DATA FOR REVIEW:
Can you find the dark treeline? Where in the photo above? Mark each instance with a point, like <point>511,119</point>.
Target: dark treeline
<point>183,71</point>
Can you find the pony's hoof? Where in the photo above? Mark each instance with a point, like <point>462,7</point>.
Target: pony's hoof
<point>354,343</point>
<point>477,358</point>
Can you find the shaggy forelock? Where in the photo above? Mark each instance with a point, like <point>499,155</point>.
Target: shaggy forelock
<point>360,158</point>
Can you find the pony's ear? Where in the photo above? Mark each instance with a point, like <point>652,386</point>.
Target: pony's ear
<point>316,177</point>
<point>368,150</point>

PROBLEM REQUIREMENTS: The answer should consist of all the lines above, retyped exactly.

TASK ANSWER:
Can you find the dark treeline? Where in the photo above? Mark each instance with a point, like <point>511,119</point>.
Target: dark treeline
<point>183,71</point>
Can you find the pony's hoof? Where in the photo above? Mark each instance with a point, like <point>462,7</point>.
Target: pony's hoof
<point>354,343</point>
<point>477,358</point>
Can you find the shaggy forelock? Where in the photo above? Mark each instance with a point, like <point>499,155</point>.
Target: shaggy forelock
<point>360,158</point>
Can you find the pony's ear? Where in the photo above? Mark each instance with a point, like <point>652,386</point>.
Target: pony's ear
<point>316,177</point>
<point>368,150</point>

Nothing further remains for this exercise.